Problem details.
Could you transcribe every record below exactly, leaving out any pictures?

Data section.
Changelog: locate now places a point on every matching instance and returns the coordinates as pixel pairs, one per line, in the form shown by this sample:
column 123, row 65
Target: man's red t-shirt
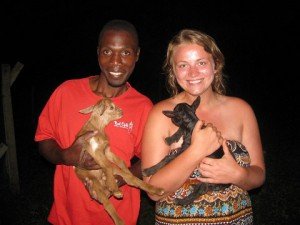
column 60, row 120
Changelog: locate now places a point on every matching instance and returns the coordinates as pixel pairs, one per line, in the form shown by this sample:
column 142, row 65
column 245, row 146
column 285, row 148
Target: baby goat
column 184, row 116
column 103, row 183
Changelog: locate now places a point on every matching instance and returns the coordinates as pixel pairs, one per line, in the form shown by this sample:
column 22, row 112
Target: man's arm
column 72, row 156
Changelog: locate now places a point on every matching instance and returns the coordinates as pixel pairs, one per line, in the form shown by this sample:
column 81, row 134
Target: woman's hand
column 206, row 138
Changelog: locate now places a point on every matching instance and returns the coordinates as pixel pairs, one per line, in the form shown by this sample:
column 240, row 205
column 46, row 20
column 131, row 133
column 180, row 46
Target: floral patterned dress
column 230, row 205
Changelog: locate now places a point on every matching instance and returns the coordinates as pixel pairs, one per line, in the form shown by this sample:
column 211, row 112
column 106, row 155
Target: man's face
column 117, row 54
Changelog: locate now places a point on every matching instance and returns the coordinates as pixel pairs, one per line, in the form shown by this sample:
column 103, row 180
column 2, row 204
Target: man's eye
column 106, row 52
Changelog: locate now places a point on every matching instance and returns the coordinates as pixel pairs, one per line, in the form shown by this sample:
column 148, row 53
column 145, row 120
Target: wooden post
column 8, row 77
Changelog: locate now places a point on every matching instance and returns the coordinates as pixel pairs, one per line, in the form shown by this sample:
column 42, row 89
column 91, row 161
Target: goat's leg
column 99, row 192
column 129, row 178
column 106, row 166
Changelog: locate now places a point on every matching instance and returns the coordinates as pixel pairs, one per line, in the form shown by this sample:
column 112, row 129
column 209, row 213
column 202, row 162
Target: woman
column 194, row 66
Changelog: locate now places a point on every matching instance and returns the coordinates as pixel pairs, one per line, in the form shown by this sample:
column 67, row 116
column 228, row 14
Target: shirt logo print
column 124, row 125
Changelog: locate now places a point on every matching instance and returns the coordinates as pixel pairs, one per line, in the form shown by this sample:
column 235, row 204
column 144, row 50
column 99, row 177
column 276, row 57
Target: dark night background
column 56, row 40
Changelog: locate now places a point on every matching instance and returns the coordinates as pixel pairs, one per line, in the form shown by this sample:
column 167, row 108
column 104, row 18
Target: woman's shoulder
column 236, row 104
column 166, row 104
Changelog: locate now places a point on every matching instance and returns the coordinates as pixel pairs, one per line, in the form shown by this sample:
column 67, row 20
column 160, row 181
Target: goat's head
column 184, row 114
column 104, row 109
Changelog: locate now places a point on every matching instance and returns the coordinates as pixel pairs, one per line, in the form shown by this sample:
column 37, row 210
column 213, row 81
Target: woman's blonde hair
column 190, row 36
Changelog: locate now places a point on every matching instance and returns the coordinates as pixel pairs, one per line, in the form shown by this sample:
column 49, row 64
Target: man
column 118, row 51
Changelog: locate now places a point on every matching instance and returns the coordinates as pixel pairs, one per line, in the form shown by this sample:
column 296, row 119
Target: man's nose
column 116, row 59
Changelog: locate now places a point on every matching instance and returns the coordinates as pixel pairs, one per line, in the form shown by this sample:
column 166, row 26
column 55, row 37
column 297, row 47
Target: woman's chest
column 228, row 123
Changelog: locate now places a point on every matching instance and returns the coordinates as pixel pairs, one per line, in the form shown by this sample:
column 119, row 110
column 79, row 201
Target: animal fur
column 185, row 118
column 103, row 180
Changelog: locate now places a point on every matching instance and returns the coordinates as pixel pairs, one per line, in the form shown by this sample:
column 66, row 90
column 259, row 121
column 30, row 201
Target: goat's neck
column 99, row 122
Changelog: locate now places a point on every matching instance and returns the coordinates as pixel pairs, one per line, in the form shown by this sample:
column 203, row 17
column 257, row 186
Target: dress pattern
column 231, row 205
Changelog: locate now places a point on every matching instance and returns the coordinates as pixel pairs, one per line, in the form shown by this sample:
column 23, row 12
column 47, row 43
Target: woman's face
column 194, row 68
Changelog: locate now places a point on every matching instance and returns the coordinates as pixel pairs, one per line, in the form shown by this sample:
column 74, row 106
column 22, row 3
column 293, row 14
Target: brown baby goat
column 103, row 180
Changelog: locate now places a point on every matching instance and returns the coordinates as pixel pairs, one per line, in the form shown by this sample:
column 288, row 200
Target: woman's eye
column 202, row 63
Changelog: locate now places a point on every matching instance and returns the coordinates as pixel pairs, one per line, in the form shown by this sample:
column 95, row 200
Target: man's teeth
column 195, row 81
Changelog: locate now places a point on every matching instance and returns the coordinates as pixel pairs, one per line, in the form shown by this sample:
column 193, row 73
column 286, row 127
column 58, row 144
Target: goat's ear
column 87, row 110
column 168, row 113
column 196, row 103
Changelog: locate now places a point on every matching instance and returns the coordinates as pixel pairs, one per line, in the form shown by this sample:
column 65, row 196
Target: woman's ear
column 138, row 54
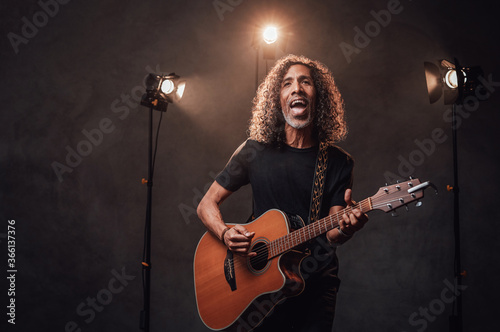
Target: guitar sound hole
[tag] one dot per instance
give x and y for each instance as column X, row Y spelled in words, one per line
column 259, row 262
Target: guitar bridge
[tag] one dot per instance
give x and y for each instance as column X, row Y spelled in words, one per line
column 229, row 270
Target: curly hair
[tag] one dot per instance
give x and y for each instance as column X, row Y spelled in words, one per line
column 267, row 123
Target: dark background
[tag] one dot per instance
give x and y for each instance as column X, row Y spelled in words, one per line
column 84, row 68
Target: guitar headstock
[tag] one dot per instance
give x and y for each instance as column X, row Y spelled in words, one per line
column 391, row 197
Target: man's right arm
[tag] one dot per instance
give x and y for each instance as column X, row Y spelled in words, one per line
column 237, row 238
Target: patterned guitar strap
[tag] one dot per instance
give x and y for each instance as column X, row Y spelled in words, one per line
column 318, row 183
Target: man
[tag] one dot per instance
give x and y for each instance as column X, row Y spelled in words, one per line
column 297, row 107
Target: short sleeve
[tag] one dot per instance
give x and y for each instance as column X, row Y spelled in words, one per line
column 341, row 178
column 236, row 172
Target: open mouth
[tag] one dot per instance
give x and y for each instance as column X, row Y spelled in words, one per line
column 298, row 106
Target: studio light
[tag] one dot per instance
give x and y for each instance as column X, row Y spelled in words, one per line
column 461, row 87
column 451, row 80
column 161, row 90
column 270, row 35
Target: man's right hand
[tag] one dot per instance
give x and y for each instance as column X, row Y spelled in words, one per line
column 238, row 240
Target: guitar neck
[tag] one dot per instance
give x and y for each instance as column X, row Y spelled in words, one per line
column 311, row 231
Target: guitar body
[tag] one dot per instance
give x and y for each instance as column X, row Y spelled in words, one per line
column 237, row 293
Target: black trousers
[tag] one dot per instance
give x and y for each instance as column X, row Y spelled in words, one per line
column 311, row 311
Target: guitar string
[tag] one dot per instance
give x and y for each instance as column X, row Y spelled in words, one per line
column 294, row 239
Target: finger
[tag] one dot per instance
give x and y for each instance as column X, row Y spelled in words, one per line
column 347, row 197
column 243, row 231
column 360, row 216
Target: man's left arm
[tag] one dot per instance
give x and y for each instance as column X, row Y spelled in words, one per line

Completed task.
Changelog: locate now places a point on every matching instance and returns the coordinates as pixel pairs, one per line, in the form shown by this sample:
column 123, row 65
Target: man's red t-shirt
column 60, row 120
Changelog: locate now places a point on every matching instance and returns the coordinates as pixel pairs, one per line, in the form shown by this sample:
column 142, row 65
column 245, row 146
column 285, row 148
Target: baby goat
column 184, row 116
column 103, row 183
Changelog: locate now places a point on every matching instance and returns the coordinates as pixel pairs, one per line, in the form shown by this sample:
column 22, row 112
Target: man's arm
column 72, row 156
Changelog: locate now places a point on every matching instance and returns the coordinates as pixel pairs, one per line, in the form shown by this sample:
column 81, row 134
Target: woman's hand
column 206, row 138
Changelog: locate now places a point on every matching instance and returns the coordinates as pixel pairs, one per line, in the form shown by this sample:
column 240, row 205
column 46, row 20
column 131, row 133
column 180, row 46
Target: floral patterned dress
column 230, row 205
Changelog: locate now places a point on every matching instance and returns the coordinates as pixel pairs, one per line, in the form shown by this sample:
column 211, row 112
column 106, row 155
Target: man's face
column 117, row 54
Changelog: locate now places a point on every matching instance and returns the coordinates as pixel pairs, one per line, in the form shown by this sample:
column 103, row 180
column 2, row 204
Target: man's eye
column 106, row 52
Changelog: locate now places a point on every matching instance and returns the coordinates as pixel pairs, one per line, in the form shown by this sample:
column 148, row 53
column 145, row 120
Target: wooden post
column 8, row 77
Changelog: locate now places a point on every matching instance and returns the coordinates as pixel pairs, one per line, in the form shown by this sample:
column 42, row 89
column 91, row 161
Target: goat's leg
column 99, row 192
column 129, row 178
column 106, row 166
Changelog: locate now places a point on every matching instance and returns the coordinates as pixel pairs, one per line, in the form shown by this sample:
column 112, row 129
column 209, row 213
column 202, row 162
Target: woman
column 194, row 66
Changelog: locate now places a point on every matching instance and returns the coordinates as pixel pairs, one per line, in the form shown by this sample:
column 67, row 116
column 228, row 14
Target: shirt logo print
column 124, row 125
Changelog: locate now places a point on every matching instance and returns the coordinates as pixel pairs, one per line, in the form shown by this sample:
column 235, row 204
column 144, row 50
column 99, row 177
column 276, row 57
Target: dark night background
column 56, row 40
Changelog: locate now places a point on every matching instance and returns the coordinates as pixel pairs, one per line, in the form shown by this sample:
column 167, row 108
column 104, row 18
Target: woman's shoulder
column 236, row 104
column 166, row 104
Changelog: locate now places a point on every matching instance and returns the coordinates as pixel pairs, one per line, in the form shown by this sample:
column 67, row 20
column 160, row 181
Target: goat's head
column 184, row 114
column 104, row 109
Changelog: locate now places a point on every matching instance and returns the coordinates as pixel pairs, one per line, in the form shown by this sample:
column 37, row 210
column 213, row 81
Target: woman's blonde hair
column 190, row 36
Changelog: locate now places a point on every matching instance and returns the coordinates as pixel pairs, one per line, in the form shown by this sample:
column 49, row 64
Target: man
column 118, row 51
Changelog: locate now places a point on every matching instance and returns the coordinates as pixel pairs, one per line, in the form shown by this sample:
column 296, row 119
Target: man's nose
column 116, row 59
Changelog: locate now places a point on every matching instance and returns the coordinates as pixel pairs, one per line, in the form shown by this sample:
column 166, row 26
column 55, row 37
column 297, row 47
Target: woman's chest
column 228, row 123
Changelog: locate now places a point on every matching instance and returns the coordinates as pixel pairs, one per line, in the form shown by this sample:
column 119, row 110
column 79, row 201
Target: animal fur
column 185, row 118
column 103, row 180
Changelog: locate now places a point on every matching instance and returns the coordinates as pixel pairs, one per line, in the form shown by this sample:
column 66, row 90
column 259, row 121
column 30, row 201
Target: goat's neck
column 99, row 122
Changelog: locate now places a point on every matching instance and returns the coordinates as pixel pairs, one per line, in the form shown by this sample:
column 203, row 17
column 257, row 186
Target: dress pattern
column 231, row 205
Changelog: locate now places a point on every matching instance and returns the coordinates as pixel pairs, one per line, in the form shown by this sample:
column 23, row 12
column 47, row 43
Target: woman's face
column 194, row 68
Changelog: locate now places a point on every matching instance and returns the coordinates as pixel pairs, one per line, in the form shown by this sample:
column 74, row 106
column 22, row 3
column 293, row 14
Target: brown baby goat
column 103, row 180
Changelog: locate now places a point on every matching instance and returns the coordinates as pixel pairs, one per line, in the form shown by this sample:
column 288, row 200
Target: woman's eye
column 202, row 63
Changelog: locate now places a point on every matching instance and returns the coordinates as pixel pairs, one per line, in the form shown by this sample:
column 95, row 200
Target: man's teeth
column 195, row 81
Changelog: locate now places a point on every matching instance and returns the coordinates as pixel pairs, one per line, in the form shown by this sample:
column 193, row 73
column 286, row 127
column 58, row 144
Target: goat's ear
column 87, row 110
column 168, row 113
column 196, row 103
Changelog: locate now places a point on every matching instance and returns the coordinates as pixel pairs, one per line, in the form shown by this sample:
column 65, row 196
Target: woman's ear
column 138, row 54
Target: guitar sound hole
[tag] one dot per instance
give x and y for each instance as column X, row Y spelled in words, one per line
column 259, row 262
Target: guitar bridge
[tag] one dot per instance
give x and y for each instance as column X, row Y spelled in words, one per line
column 229, row 270
Target: curly hair
[tag] one dot per instance
give x and y for each instance as column X, row Y spelled in words, one per line
column 267, row 123
Target: dark background
[tag] one dot per instance
give x and y for each instance as column X, row Y spelled in words, one per line
column 84, row 68
Target: guitar headstock
[tag] one dot per instance
give x and y for each instance as column X, row Y spelled in words, one per line
column 391, row 197
Target: man's right arm
[tag] one dot per instance
give x and y for each instance as column X, row Y spelled in words, one per line
column 237, row 238
Target: patterned guitar strap
[tag] one dot per instance
give x and y for each instance as column X, row Y spelled in words, one per line
column 318, row 183
Target: man
[tag] one dot per instance
give x and y for each instance as column X, row Y spelled in words, one per line
column 297, row 107
Target: short sleeve
[tag] one dot per instance
give x and y for each instance as column X, row Y spelled in words, one per line
column 341, row 178
column 236, row 172
Target: open mouth
[tag] one dot per instance
give x and y for each instance as column X, row Y spelled in words, one per line
column 298, row 106
Target: studio light
[tag] one dot per instance
give x and y for each instance as column X, row Y spelled in words, one per line
column 461, row 87
column 451, row 80
column 161, row 90
column 270, row 35
Target: man's right hand
[tag] one dot per instance
give x and y for each instance as column X, row Y spelled in words, one per line
column 238, row 240
Target: guitar neck
[tag] one dot per instance
give x and y for each instance as column X, row Y spelled in words, one per line
column 311, row 231
Target: guitar body
[tag] one dot per instance
give x and y for each instance as column X, row Y spelled in words, one per line
column 237, row 293
Target: black trousers
[tag] one dot per instance
give x and y for each instance as column X, row Y spelled in words, one per line
column 311, row 311
Target: guitar string
[tag] one dot per instance
give x and y for each instance as column X, row Y spelled in words, one per line
column 294, row 239
Target: finger
[tag] one dot per instance
give x and y for each instance as column X, row Y spelled in words, one per line
column 347, row 197
column 243, row 231
column 360, row 216
Target: man's left arm
[tag] one dot per instance
give x and y for each instance as column X, row Y spelled in words, one per line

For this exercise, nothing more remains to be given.